- Directions for this task: Repeat each entry as written and leave the images out of the copy.

- Collected data entries:
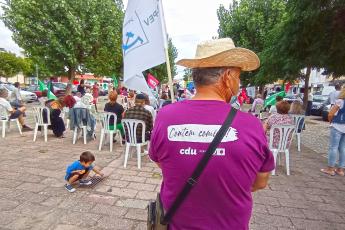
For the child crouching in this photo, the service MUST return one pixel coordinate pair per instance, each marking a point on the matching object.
(79, 171)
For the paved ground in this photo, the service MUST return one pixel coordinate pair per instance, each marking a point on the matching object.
(32, 194)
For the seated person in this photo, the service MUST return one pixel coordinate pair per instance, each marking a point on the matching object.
(297, 109)
(57, 123)
(280, 118)
(14, 113)
(140, 113)
(113, 107)
(273, 108)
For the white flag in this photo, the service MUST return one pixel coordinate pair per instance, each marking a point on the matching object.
(143, 41)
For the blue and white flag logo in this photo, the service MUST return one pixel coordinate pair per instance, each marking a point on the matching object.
(143, 41)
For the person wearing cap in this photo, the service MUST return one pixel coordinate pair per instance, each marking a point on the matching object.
(139, 112)
(222, 196)
(13, 112)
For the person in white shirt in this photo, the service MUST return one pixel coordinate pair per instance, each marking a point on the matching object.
(13, 113)
(148, 107)
(333, 96)
(15, 97)
(273, 108)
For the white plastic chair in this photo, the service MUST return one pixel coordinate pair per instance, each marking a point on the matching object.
(130, 126)
(285, 138)
(299, 123)
(6, 121)
(65, 112)
(82, 126)
(105, 130)
(42, 119)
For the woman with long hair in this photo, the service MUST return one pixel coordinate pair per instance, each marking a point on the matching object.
(113, 107)
(337, 137)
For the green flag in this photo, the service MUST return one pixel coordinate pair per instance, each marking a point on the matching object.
(116, 84)
(271, 100)
(42, 86)
(50, 94)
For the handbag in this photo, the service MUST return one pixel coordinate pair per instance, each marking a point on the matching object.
(156, 218)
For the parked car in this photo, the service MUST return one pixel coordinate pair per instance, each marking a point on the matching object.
(319, 102)
(292, 97)
(60, 89)
(27, 97)
(325, 112)
(36, 90)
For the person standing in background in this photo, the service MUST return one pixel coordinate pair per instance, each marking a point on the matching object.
(81, 87)
(310, 102)
(95, 94)
(333, 96)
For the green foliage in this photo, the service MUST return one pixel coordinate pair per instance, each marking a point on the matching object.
(72, 35)
(11, 65)
(249, 23)
(187, 74)
(160, 72)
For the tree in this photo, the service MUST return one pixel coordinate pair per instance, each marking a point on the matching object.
(160, 72)
(187, 75)
(311, 37)
(10, 64)
(249, 23)
(68, 35)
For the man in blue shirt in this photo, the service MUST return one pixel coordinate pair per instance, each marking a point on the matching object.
(79, 171)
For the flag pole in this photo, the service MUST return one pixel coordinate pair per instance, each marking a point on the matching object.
(166, 48)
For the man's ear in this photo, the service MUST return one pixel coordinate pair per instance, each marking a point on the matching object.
(225, 78)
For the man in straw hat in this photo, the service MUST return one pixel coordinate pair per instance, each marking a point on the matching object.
(14, 113)
(221, 198)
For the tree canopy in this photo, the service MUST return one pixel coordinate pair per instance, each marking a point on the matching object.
(160, 72)
(288, 36)
(248, 23)
(68, 35)
(11, 65)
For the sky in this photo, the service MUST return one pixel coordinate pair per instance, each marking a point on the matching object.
(188, 22)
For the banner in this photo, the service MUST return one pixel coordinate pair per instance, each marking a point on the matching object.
(143, 41)
(152, 81)
(42, 86)
(271, 100)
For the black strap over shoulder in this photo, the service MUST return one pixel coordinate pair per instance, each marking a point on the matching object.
(200, 167)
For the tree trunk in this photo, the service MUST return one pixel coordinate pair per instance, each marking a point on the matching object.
(71, 73)
(306, 87)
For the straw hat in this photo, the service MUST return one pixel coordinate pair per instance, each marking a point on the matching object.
(222, 53)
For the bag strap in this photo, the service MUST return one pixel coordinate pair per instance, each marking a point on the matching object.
(200, 167)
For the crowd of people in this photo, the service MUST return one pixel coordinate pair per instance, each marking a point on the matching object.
(242, 161)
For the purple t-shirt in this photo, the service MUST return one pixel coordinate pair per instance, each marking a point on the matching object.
(222, 197)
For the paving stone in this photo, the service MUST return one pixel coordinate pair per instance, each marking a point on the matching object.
(82, 219)
(140, 186)
(137, 214)
(123, 192)
(285, 211)
(95, 198)
(271, 220)
(76, 205)
(115, 223)
(132, 203)
(133, 179)
(7, 205)
(141, 226)
(153, 181)
(109, 210)
(32, 187)
(67, 227)
(146, 195)
(116, 183)
(313, 225)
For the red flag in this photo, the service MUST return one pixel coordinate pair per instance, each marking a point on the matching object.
(152, 81)
(287, 87)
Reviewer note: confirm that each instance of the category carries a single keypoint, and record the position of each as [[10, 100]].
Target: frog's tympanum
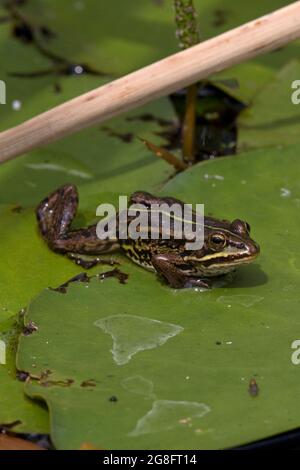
[[226, 244]]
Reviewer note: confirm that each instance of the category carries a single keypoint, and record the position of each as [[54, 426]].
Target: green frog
[[226, 244]]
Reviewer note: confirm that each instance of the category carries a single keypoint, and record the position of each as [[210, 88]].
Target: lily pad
[[273, 119], [18, 413], [197, 390]]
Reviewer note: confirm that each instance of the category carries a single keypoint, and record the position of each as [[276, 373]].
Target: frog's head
[[226, 245]]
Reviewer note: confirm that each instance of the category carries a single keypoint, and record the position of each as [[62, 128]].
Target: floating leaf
[[230, 335]]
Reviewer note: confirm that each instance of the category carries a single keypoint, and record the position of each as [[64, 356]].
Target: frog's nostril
[[254, 249]]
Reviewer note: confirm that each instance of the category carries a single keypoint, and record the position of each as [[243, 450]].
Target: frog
[[226, 245]]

- Completed exercise:
For the child crouching in this photo, the service MUST return one pixel coordinate pair per instance, each marking a point on the matching object.
(79, 171)
For the paved ground in this photo, the service MUST return one pixel coordinate pair per instance, each marking a point on the matching object.
(32, 194)
For the seated person in this photo, the service MUST return one pixel coordinate pair per instance, each marking a point on the matching object.
(297, 109)
(57, 123)
(280, 118)
(14, 113)
(140, 113)
(113, 107)
(273, 108)
For the white flag in this photo, the service MUST return one pixel coordinate pair per instance, each marking a point on the matching object.
(143, 41)
For the blue and white flag logo in this photo, the service MUST return one pixel coordinate pair per instance, each marking a point on the matching object.
(143, 41)
For the person wearing cap in this photo, the service MUST return one pixel coordinate pair per instance, each marking a point on the matching object.
(139, 112)
(222, 196)
(13, 112)
For the person in white shirt in this photo, the service MUST return one pixel coordinate pair per instance, each marking a point on the matching object.
(13, 113)
(148, 107)
(333, 96)
(15, 97)
(273, 108)
For the white plastic chair in this photo, the service MUST return one pixel coordinate pair per instance, each marking a point on the matching object.
(130, 126)
(285, 138)
(299, 123)
(6, 121)
(65, 112)
(82, 126)
(105, 130)
(42, 119)
For the woman with long hair in this photo, the service MUST return one pixel coordinate pair per instance, each marking a point on the matching object.
(113, 107)
(337, 137)
For the green flag in this photo, the service MUST return one pixel coordinate pair per instance, each marking a point on the matching object.
(116, 84)
(271, 100)
(42, 86)
(50, 94)
For the handbag in this photo, the service MUST return one pixel coordinate pair per instance, each marking a point on the matching object.
(156, 218)
For the parked car in this photo, the service MUST return one pixel coordinate pair per instance, each marking a point on the matching object.
(319, 102)
(292, 97)
(60, 89)
(27, 97)
(325, 112)
(36, 90)
For the person standing in background in this photo, the service MUST return one pixel coordinate pair per instance, each marking a point on the matching object.
(81, 87)
(310, 102)
(95, 94)
(333, 96)
For the green foliage in this photo, the service MUST return one pixel coordinate pair per instance, each marking a point on the matching object.
(72, 35)
(11, 65)
(249, 23)
(187, 74)
(160, 72)
For the tree in this photo, the service MUST return one pixel coordinate pair per instance, each marking a point on the matching object.
(160, 72)
(187, 75)
(311, 37)
(10, 64)
(249, 23)
(68, 35)
For the man in blue shirt in this photo, the service MUST return one pixel coordinate pair per instance, each marking a point on the matching object.
(79, 171)
For the flag pole in this photo, the service MUST return one pixel coordinate pair per instance, each marking a point on the matching object.
(166, 48)
For the man's ear in this photo, the service MUST return one pixel coordinate pair per instance, each marking a point on the matching object.
(225, 78)
For the man in straw hat in this photo, the service MUST return one pixel coordinate pair per instance, each marking a point on the matching object.
(14, 113)
(221, 198)
For the tree canopy in this photo, the service MUST return one pixel coordinate pair per instance, each marking a point on the matching object.
(160, 72)
(288, 36)
(248, 23)
(68, 35)
(11, 65)
For the sky in this photo, the service MUST return one pixel coordinate pair per instance, each marking a point on the matching object.
(188, 22)
For the banner in this photo, the service MUST return one pixel coordinate pair per instance, each marking a point on the matching object.
(143, 41)
(152, 81)
(42, 86)
(271, 100)
For the black strap over shoulder in this photo, the service MUST return one pixel coordinate pair per instance, each marking a point on the matching object.
(200, 167)
For the tree trunk in this photo, the service MUST return one pixel coordinate pair per instance, each marking a point on the matching object.
(71, 73)
(306, 87)
For the straw hat in this photo, the service MUST return one pixel coordinate pair per instance, each marking a point on the matching object.
(222, 53)
For the bag strap in this photo, the service MUST return one pixel coordinate pair per instance, each marking a point on the matching object.
(200, 167)
For the crowd of people in this photo, the service MUST return one pixel coordinate pair per instance, each marking a point on the matching object.
(242, 161)
For the purple t-shirt in this photo, the service MUST return one pixel coordinate pair per instance, each marking a point on the matching object.
(222, 197)
For the paving stone in this photo, the service MUST return one pixel coordinate pair per instance, each marking a point on the matching object.
(82, 219)
(140, 186)
(137, 214)
(123, 192)
(285, 211)
(95, 198)
(271, 220)
(76, 205)
(115, 223)
(132, 203)
(133, 179)
(7, 205)
(141, 226)
(153, 181)
(109, 210)
(32, 187)
(67, 227)
(146, 195)
(116, 183)
(313, 225)
For the red flag in this photo, the service MUST return one pixel coordinate pair per instance, each marking a point on the matching object.
(152, 81)
(287, 87)
Reviewer note: confirm that each instance of the category carries a single keypoint, and record the position of each as [[10, 100]].
Target: frog's tympanum
[[226, 244]]
Reviewer note: confirm that each instance of the category carries a single keypoint, and record the position of each as [[54, 426]].
Target: green frog
[[226, 244]]
Reviewer note: confirm that each instance of the category carries a single keypoint, and record the position of each as [[210, 88]].
Target: lily pad
[[273, 119], [18, 413], [197, 390]]
Reviewer note: confirm that each instance of the category carries a single keypoint, and record the position of each as [[276, 373]].
Target: frog's head
[[226, 245]]
Reviewer note: confirm that each instance of the category carries a single keypoint, and record the position of each as [[62, 128]].
Target: floating leaf
[[230, 335]]
Reviewer note: confirm that each instance of the category carries a single keypoint, and record the position of each as [[64, 356]].
Target: frog's nostril
[[254, 249]]
Reviewer note: confirm that each instance of the category carries a single keypoint, and record the position of each as [[243, 450]].
Target: frog
[[226, 245]]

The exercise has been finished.